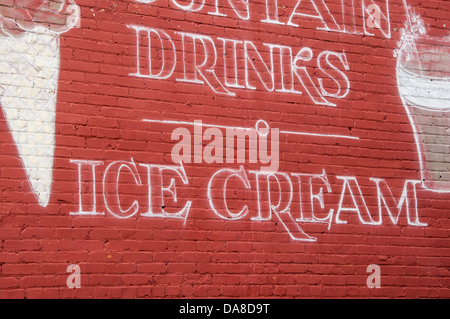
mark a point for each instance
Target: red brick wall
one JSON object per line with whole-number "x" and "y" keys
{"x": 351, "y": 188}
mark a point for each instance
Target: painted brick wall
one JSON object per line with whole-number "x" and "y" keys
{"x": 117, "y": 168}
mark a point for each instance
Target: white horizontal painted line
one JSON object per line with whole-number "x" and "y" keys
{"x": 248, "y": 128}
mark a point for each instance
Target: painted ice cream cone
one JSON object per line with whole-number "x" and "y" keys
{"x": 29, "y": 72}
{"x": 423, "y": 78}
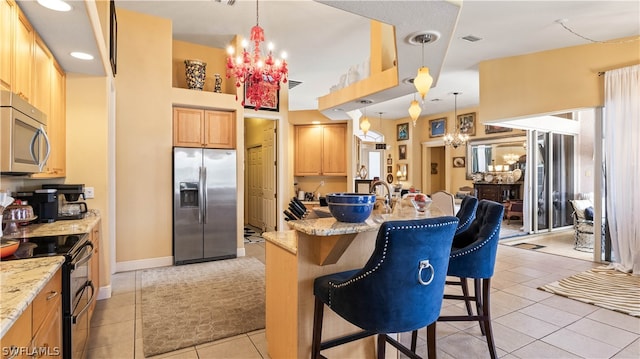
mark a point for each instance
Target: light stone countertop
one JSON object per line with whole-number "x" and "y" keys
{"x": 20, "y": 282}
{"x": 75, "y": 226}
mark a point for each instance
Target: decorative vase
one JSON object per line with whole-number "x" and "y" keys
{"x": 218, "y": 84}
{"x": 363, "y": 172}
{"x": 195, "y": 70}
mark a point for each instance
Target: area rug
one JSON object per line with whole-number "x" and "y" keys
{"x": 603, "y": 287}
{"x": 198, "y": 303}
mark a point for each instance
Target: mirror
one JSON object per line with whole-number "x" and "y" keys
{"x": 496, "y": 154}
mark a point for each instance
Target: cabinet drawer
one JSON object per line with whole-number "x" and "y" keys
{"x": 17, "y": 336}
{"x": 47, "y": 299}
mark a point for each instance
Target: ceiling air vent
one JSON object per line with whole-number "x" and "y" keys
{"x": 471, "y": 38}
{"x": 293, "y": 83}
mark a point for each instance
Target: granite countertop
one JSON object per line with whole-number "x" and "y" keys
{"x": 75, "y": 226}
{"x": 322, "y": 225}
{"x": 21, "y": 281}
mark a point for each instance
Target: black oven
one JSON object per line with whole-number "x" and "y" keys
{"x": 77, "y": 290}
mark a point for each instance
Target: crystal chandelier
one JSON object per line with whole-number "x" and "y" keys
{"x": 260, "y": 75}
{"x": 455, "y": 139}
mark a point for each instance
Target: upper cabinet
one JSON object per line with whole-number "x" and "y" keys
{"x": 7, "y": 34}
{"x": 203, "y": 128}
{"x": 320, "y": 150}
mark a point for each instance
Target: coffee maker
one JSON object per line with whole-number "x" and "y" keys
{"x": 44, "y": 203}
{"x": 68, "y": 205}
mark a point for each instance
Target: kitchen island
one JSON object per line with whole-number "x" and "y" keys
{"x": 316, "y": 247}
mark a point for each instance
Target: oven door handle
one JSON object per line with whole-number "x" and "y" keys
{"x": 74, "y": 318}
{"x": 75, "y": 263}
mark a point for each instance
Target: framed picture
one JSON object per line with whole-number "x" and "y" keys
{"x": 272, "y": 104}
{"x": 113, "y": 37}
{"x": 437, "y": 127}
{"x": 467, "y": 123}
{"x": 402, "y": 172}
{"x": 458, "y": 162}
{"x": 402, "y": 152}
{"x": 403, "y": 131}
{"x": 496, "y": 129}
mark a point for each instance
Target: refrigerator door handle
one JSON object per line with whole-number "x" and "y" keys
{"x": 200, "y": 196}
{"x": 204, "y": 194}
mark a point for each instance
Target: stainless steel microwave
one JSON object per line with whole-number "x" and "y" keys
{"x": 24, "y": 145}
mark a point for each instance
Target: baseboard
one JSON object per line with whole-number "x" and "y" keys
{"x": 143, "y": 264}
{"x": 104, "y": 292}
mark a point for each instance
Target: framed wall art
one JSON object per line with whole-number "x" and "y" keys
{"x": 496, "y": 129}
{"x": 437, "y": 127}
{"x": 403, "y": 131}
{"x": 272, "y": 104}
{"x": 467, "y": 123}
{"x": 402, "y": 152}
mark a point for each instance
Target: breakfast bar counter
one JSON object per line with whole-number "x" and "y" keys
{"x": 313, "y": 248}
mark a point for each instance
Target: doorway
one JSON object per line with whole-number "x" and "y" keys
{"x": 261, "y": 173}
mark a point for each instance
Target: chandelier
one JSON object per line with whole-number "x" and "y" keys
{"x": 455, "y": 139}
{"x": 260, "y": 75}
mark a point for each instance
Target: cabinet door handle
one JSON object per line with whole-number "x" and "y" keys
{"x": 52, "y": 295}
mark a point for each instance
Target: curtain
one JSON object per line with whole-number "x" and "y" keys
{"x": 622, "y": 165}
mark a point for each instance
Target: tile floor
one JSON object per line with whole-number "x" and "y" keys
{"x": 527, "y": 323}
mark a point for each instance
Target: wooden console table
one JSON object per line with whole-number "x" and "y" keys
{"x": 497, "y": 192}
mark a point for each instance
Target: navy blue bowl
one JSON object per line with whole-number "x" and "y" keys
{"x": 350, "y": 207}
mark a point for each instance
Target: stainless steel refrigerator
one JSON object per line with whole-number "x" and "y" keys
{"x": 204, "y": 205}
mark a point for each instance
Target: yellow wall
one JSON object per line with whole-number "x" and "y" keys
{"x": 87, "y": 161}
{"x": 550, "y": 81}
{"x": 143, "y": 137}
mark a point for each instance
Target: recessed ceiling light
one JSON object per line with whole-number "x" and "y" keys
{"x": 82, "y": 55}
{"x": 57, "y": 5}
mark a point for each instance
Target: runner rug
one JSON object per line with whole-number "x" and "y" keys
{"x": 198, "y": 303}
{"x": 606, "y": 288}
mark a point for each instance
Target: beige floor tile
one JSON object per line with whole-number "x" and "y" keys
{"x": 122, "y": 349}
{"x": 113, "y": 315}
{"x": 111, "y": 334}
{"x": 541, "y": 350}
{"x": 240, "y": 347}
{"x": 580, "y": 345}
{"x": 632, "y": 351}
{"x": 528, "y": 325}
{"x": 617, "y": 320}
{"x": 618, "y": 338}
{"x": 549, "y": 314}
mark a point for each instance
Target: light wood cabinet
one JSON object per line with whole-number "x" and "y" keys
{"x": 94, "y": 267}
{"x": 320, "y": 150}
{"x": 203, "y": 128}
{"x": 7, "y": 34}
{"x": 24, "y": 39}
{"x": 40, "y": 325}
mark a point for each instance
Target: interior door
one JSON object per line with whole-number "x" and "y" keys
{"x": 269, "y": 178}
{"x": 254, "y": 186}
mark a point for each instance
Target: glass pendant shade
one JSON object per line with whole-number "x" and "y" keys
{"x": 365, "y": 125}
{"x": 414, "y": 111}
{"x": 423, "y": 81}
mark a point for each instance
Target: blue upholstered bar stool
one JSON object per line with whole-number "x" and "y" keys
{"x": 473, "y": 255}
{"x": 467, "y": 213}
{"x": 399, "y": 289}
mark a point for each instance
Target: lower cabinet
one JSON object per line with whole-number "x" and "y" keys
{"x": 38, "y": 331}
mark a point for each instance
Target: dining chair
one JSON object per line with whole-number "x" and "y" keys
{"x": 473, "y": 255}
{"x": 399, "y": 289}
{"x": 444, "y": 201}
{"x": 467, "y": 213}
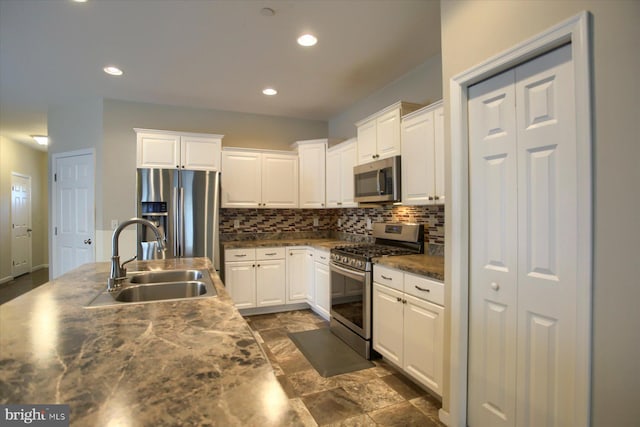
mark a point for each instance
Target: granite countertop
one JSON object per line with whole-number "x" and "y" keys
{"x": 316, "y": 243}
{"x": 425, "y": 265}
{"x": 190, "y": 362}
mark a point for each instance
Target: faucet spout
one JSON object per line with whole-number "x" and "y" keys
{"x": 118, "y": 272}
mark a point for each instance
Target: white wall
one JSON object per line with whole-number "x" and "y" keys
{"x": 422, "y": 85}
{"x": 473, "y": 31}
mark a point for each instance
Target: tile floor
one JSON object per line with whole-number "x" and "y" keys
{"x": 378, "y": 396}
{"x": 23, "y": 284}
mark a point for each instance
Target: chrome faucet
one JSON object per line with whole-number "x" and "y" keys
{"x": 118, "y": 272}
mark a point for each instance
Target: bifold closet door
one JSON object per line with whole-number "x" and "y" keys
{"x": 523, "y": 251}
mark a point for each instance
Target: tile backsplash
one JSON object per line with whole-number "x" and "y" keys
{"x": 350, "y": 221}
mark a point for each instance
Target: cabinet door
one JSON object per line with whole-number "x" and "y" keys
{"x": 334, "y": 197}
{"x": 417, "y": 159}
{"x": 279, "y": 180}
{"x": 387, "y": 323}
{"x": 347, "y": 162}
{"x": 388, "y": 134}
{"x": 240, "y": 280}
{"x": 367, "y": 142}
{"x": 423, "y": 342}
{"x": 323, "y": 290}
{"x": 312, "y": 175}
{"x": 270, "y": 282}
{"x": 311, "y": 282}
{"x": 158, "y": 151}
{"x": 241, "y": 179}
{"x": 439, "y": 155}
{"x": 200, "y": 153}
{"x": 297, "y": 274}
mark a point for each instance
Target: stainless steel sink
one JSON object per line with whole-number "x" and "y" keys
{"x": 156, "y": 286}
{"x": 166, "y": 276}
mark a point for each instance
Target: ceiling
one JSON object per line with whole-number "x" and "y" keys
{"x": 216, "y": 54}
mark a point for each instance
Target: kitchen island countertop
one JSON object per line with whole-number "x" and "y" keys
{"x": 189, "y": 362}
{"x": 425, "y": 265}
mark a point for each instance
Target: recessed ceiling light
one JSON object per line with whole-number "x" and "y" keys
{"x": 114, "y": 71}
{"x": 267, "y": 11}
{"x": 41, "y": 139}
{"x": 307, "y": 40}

▬▬▬

[PROBLEM DESCRIPTION]
Repeat only what lies between the start of the data and the end of the line containing "Target: cabinet drawer", exactly, with pictures left out.

[RESPONSE AREA]
mark a point for each instance
Target: red brick wall
one JSON object per line with whole-number "x" and "y" keys
{"x": 351, "y": 188}
mark a point for each instance
Target: painted brick wall
one JSON object per line with whole-number "x" and "y" keys
{"x": 117, "y": 168}
mark a point for each instance
Target: white horizontal painted line
one JSON object per line with whole-number "x" and "y" keys
{"x": 248, "y": 128}
mark a point for each instance
Target: painted ice cream cone
one JSON object per line with whole-number "x" and "y" keys
{"x": 29, "y": 72}
{"x": 423, "y": 78}
mark a point for each instance
Target: light stone countertop
one JSON object per line with whole-number "x" and "y" keys
{"x": 20, "y": 282}
{"x": 75, "y": 226}
mark a point for each instance
Target: decorative vase
one JSON object per line with whole-number "x" and "y" keys
{"x": 218, "y": 84}
{"x": 363, "y": 172}
{"x": 195, "y": 70}
mark a point for each instance
Target: area rug
one JSON object per line with whole-number "x" and "y" keys
{"x": 603, "y": 287}
{"x": 198, "y": 303}
mark a point for each instance
Target: mirror
one JSON object per line with whole-number "x" and "y" keys
{"x": 496, "y": 154}
mark a point for each instance
Target: cabinet drawer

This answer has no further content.